▶ _GIVEN INSTRUCTION_: Reproduce verbatim the final portion of the material below, from the line containing "point: horizontal metal" through its last line, and nothing else.

▶ _SUPPLIED MATERIAL_:
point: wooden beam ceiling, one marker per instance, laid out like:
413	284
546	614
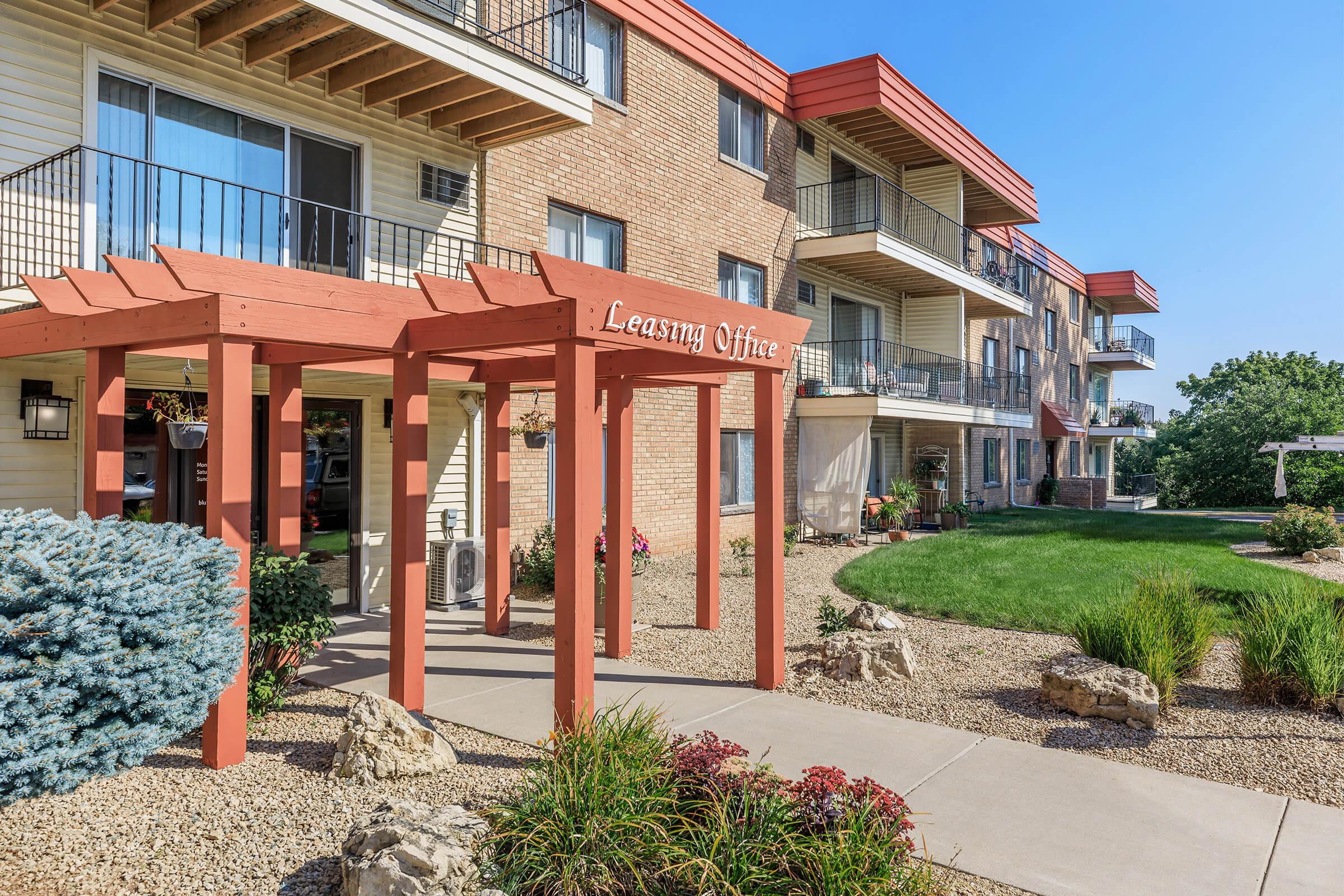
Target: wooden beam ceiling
290	35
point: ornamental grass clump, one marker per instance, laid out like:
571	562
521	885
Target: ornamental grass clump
1292	640
115	638
1163	629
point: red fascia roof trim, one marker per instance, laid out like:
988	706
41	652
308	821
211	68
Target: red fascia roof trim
871	81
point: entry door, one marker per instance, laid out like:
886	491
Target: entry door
855	347
326	235
333	473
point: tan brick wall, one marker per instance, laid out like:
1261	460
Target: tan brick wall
656	169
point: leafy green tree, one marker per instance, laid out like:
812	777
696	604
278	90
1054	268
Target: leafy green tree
1208	456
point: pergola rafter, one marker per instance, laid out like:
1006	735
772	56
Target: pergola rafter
576	328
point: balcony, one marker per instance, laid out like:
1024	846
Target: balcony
1123	419
871	376
872	230
1123	348
72	209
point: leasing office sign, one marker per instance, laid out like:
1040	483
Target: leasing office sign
738	343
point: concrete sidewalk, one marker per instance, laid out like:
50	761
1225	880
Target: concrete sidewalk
1049	821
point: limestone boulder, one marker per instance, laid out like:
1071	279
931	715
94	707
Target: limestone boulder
413	850
874	617
861	656
382	740
1089	687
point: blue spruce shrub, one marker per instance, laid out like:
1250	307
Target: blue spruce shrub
115	640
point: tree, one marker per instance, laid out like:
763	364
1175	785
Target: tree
1208	456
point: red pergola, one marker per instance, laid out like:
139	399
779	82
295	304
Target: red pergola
580	328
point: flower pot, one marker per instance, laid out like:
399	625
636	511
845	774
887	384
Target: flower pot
187	436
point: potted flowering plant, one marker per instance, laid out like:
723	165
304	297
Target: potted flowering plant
186	421
535	428
640	557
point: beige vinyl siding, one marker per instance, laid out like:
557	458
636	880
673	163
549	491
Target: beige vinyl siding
38	473
42	66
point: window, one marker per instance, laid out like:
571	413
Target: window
991	463
990	356
741	282
737	468
442	184
741	128
603	53
584	237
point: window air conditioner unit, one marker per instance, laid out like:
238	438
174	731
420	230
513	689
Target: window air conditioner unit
458	573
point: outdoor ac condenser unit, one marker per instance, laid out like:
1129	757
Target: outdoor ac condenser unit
458	573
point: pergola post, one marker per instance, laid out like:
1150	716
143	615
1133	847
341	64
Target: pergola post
769	527
577	514
104	421
410	487
229	517
620	515
496	507
707	508
286	453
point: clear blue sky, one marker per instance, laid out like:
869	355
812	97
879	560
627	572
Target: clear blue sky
1201	144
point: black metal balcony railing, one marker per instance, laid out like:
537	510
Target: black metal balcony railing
545	32
878	367
72	209
1136	486
874	203
1123	339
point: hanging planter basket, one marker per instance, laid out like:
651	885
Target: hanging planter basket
187	436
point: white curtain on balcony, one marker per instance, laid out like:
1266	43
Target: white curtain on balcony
834	456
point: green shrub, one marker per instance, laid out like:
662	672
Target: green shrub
291	620
1163	629
539	561
831	620
1292	642
1296	530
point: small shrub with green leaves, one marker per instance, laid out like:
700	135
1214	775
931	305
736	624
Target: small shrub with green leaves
291	620
539	561
1292	642
831	620
1298	530
1163	629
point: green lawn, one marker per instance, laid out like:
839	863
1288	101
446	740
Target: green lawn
1037	568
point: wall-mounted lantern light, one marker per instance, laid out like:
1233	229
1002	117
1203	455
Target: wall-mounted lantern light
45	416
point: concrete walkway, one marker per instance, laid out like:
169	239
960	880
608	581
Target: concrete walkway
1049	821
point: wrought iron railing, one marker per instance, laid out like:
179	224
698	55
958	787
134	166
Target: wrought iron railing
1136	486
878	367
545	32
874	203
80	204
1123	339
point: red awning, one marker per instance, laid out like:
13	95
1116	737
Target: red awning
1057	422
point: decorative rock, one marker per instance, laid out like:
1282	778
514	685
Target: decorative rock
384	740
1089	687
857	656
412	850
872	617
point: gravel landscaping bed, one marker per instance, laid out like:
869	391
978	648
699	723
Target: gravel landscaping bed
988	680
273	824
1331	571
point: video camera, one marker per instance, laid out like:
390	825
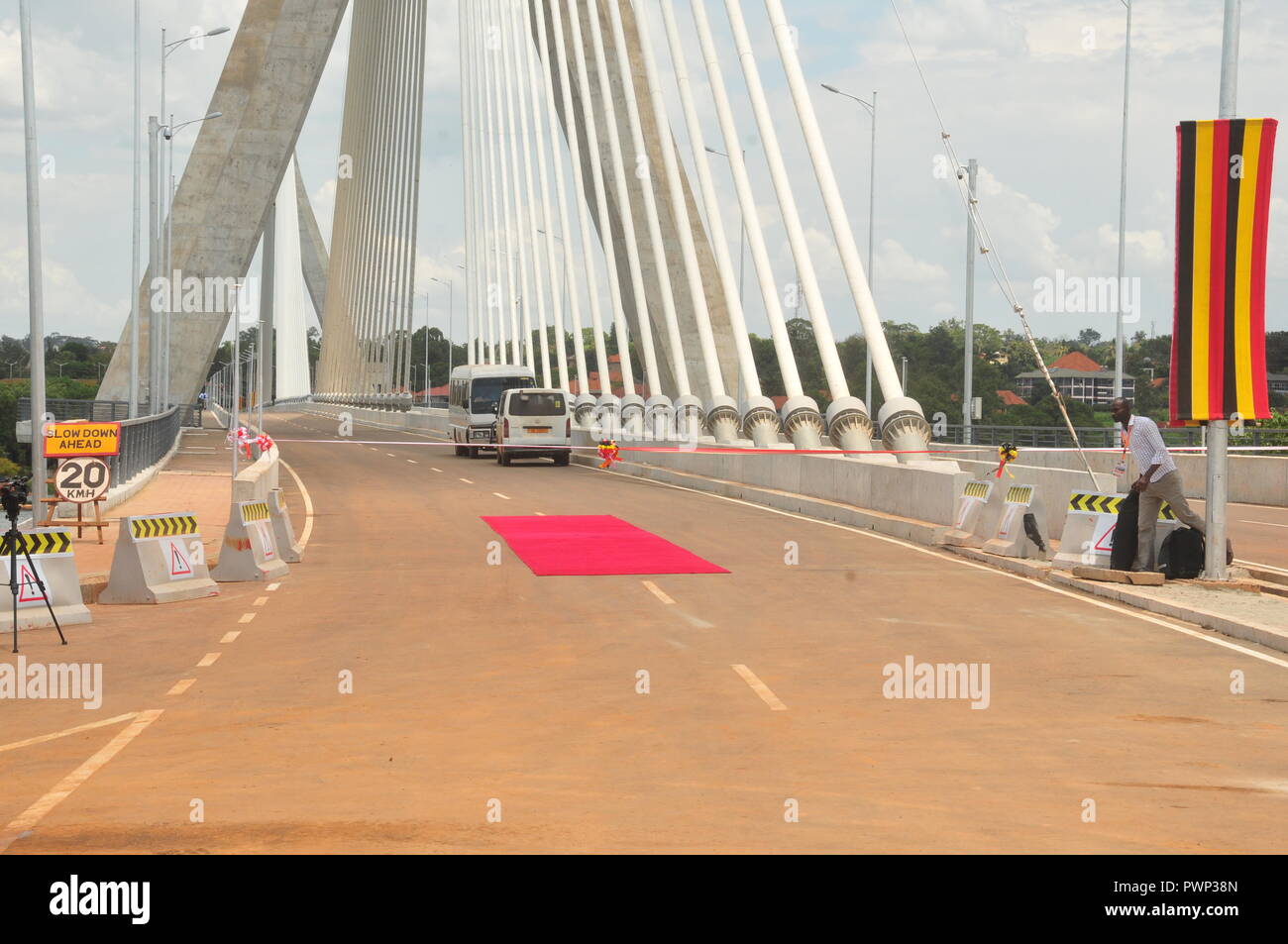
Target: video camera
13	496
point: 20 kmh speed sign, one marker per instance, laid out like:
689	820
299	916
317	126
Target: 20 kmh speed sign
81	479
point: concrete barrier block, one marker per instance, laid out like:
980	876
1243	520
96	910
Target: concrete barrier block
159	559
249	552
282	530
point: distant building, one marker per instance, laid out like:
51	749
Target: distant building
1078	378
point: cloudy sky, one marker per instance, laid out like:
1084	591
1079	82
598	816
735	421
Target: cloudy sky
1029	88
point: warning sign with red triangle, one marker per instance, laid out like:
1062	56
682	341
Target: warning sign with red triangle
179	566
29	591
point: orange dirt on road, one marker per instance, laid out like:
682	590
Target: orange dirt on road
412	686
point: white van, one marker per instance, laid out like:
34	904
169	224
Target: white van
473	398
533	424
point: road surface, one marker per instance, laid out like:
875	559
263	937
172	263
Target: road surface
482	691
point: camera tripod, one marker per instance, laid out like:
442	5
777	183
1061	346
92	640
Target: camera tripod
9	545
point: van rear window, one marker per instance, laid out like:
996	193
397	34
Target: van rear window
536	404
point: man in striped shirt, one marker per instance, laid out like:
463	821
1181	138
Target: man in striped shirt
1158	481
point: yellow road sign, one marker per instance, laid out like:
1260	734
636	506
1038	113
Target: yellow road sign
82	439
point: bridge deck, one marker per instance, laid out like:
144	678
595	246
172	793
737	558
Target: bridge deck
476	682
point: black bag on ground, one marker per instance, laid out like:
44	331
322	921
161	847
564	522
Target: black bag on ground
1181	554
1122	553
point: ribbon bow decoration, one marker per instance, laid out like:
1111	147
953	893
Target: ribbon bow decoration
1006	452
609	452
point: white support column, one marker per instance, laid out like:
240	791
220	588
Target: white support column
467	185
724	419
760	420
608	407
632	404
800	413
853	426
529	90
501	205
660	410
548	67
520	346
896	403
523	91
542	95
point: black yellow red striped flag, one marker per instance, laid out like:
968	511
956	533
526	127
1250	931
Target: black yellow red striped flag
1223	213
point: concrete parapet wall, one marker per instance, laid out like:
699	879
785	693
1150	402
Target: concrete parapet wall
1252	479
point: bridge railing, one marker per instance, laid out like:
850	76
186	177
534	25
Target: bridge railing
101	411
1059	438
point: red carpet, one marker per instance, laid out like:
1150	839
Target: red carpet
587	545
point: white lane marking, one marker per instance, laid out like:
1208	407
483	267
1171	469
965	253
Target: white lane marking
657	591
77	729
1039	584
760	687
308	509
33	815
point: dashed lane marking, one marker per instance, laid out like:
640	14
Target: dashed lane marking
308	510
760	687
657	591
77	729
1039	584
31	816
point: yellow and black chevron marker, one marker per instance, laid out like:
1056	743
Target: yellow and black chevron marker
163	526
37	543
254	511
1111	504
1019	494
1096	504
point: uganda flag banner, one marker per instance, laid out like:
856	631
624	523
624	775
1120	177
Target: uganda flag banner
1223	207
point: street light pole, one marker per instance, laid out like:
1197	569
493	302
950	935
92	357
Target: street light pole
1219	430
134	231
969	346
1122	217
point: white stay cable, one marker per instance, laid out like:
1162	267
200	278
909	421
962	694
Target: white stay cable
988	249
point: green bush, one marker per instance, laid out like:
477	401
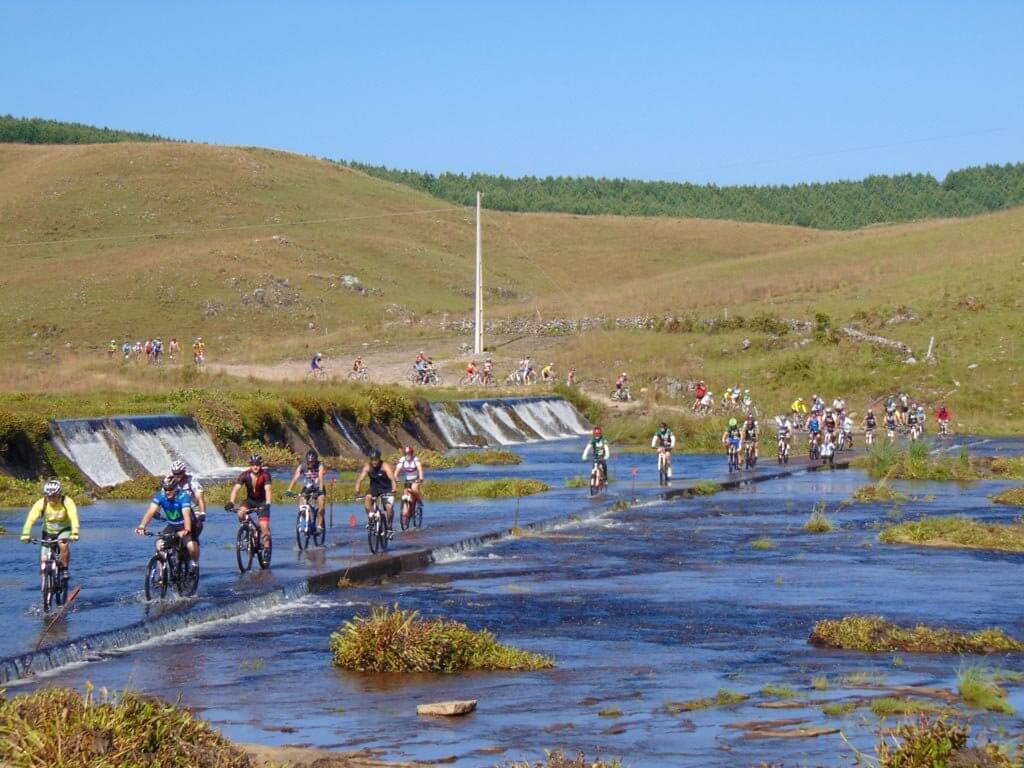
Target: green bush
396	640
59	727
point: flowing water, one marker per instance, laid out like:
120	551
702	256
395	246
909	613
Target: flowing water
666	600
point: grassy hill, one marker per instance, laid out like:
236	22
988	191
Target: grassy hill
247	247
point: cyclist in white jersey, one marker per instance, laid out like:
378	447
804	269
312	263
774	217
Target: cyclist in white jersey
409	470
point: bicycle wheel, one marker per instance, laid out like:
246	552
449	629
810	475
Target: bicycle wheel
156	586
302	528
187	582
382	532
243	549
320	529
263	553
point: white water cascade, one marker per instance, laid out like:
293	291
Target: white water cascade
507	421
112	451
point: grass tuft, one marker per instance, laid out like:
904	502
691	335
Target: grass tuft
875	635
956	531
979	689
396	640
61	727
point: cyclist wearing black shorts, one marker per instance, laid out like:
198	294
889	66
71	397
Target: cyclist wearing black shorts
381	476
312	473
259	494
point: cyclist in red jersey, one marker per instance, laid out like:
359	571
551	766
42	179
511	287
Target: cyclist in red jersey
256	481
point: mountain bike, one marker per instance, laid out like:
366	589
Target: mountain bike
813	445
664	467
249	541
732	451
411	517
750	457
170	565
377	530
306	520
52	583
598	481
783	451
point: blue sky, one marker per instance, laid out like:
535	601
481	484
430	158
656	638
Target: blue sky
727	92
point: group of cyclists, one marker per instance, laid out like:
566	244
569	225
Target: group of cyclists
180	502
153	350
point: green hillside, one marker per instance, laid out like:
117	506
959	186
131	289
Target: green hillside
834	205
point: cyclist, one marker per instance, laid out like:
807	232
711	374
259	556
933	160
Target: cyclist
732	438
59	522
316	365
259	493
891	424
382	483
665	441
190	485
751	428
814	429
784	430
798	411
601	450
410	469
312	473
175	506
622	386
870	424
698	394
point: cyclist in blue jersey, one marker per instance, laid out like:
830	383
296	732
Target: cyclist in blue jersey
175	507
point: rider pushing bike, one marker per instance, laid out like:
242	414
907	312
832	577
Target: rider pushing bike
59	522
312	473
601	450
175	507
382	483
259	494
664	440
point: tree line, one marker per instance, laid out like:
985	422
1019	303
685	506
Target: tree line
40	131
833	205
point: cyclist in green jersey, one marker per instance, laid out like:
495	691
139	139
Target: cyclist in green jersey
664	440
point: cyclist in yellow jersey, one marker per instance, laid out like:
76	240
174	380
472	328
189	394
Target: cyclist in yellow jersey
59	521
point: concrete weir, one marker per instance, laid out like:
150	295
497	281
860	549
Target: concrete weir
176	616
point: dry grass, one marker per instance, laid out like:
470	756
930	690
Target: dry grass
957	531
875	634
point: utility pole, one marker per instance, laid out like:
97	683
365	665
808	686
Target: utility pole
478	307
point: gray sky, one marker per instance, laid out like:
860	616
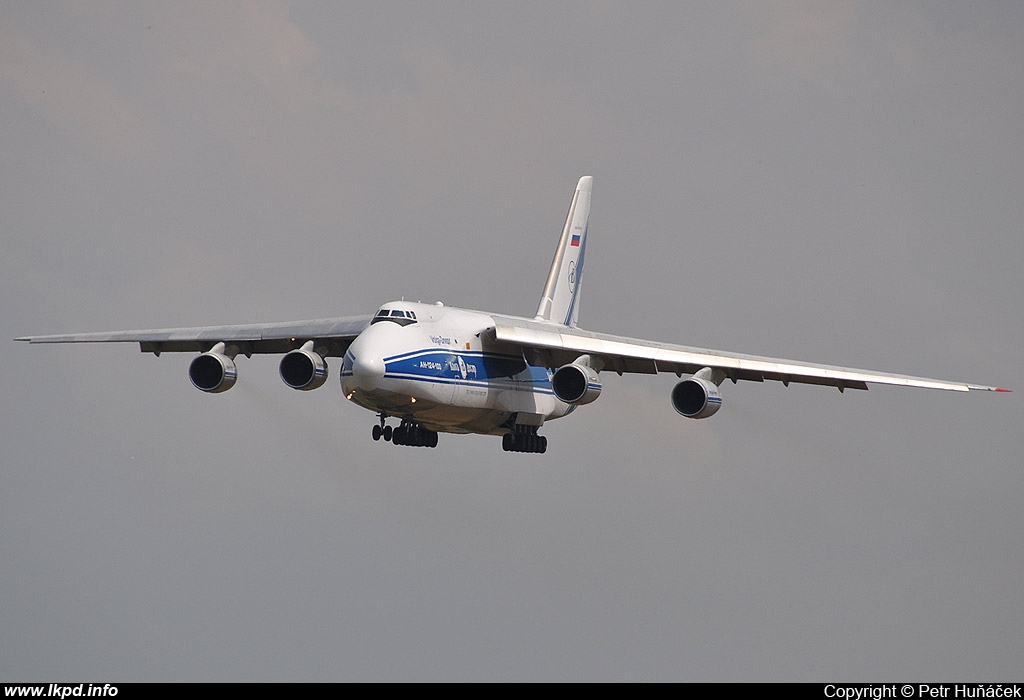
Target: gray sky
835	182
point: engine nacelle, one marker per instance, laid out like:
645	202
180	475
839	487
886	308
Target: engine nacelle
303	369
213	373
695	398
577	384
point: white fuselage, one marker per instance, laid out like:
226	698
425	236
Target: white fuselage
435	365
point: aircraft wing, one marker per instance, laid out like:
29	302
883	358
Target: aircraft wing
333	334
555	345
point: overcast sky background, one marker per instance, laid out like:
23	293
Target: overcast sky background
835	182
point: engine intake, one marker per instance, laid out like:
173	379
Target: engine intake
303	369
213	373
577	384
696	398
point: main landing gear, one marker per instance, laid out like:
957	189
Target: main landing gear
409	433
524	439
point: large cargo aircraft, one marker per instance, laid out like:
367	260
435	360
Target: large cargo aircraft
436	368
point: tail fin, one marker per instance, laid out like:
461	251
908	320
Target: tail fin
560	301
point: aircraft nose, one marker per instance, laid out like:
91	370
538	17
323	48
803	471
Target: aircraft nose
367	370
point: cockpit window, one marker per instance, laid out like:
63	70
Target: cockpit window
399	316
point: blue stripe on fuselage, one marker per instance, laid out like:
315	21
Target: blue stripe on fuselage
467	367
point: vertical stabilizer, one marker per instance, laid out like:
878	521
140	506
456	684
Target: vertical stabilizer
560	301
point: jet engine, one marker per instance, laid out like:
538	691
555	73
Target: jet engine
303	369
696	398
577	384
213	372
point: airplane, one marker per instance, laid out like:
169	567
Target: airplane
436	368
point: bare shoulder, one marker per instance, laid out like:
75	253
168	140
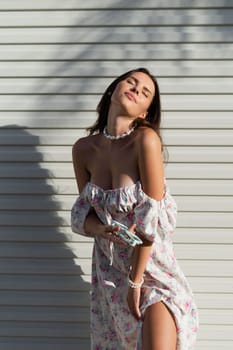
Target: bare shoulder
83	145
147	138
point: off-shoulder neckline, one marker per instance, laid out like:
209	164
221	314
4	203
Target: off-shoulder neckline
128	187
123	188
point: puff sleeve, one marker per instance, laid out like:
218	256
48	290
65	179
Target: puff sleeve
155	219
79	213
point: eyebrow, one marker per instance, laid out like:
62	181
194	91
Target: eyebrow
136	80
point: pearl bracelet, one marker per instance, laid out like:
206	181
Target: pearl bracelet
135	285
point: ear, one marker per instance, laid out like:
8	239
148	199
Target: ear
143	115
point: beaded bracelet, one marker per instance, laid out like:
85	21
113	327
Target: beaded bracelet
135	285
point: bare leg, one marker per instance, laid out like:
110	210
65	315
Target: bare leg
159	328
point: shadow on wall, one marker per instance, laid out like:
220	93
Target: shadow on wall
41	282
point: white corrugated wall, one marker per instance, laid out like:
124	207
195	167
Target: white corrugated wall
56	58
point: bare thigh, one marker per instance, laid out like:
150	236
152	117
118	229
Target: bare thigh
159	328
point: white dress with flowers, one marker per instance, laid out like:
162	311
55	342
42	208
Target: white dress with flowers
112	325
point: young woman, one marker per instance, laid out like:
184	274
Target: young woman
140	297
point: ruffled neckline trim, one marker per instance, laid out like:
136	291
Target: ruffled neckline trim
137	186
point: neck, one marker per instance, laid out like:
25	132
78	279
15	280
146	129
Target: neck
118	125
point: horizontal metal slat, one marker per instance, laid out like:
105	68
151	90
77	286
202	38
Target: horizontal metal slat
97	85
126	17
96	50
83	119
65	202
44	314
189	154
219	68
82	102
71	4
67	137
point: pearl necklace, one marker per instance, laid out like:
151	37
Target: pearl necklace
117	137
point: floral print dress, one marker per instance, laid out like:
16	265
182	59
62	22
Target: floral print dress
112	325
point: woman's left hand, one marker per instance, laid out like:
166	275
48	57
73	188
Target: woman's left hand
133	300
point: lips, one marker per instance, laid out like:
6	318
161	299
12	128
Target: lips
130	96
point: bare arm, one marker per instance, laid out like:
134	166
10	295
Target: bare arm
92	225
152	179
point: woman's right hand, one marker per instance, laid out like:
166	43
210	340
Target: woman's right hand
110	232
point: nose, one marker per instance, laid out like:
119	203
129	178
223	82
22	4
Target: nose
135	89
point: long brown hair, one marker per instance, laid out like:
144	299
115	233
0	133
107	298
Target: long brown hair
153	117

▶ _CORRECT OUTPUT_:
point: horizontal metal slat, one marker per instance, laid out like:
105	68
151	90
77	286
202	38
Target: horizontal metal slat
97	85
126	17
96	50
83	119
65	202
44	314
189	154
219	68
82	102
71	4
67	137
point: pearl necklace, one marker per instance, laid out like:
151	37
Target: pearl necklace
117	137
point: floral print dress, one marker per instance, laid out like:
16	265
182	59
62	22
Target: floral print dress
112	325
point: woman's left hand, one marker per instance, laid out like:
166	275
48	57
73	188
Target: woman's left hand
133	300
point: lips, one marker per instance, laid out like:
6	318
161	299
12	128
Target: lips
130	96
point: bare arm, one marker per instance, laid out like:
134	166
10	295
Target: bare arm
92	225
152	179
point: woman's right hand, one marker per instance, laid out like:
166	43
210	340
Target: woman's right hand
110	232
point: nose, one marker per instance, laid out like:
119	203
129	178
223	82
22	4
Target: nose
135	89
point: long brown hair, one marker per instance, laid out like:
144	299
115	233
0	133
107	298
Target: long brown hair
153	117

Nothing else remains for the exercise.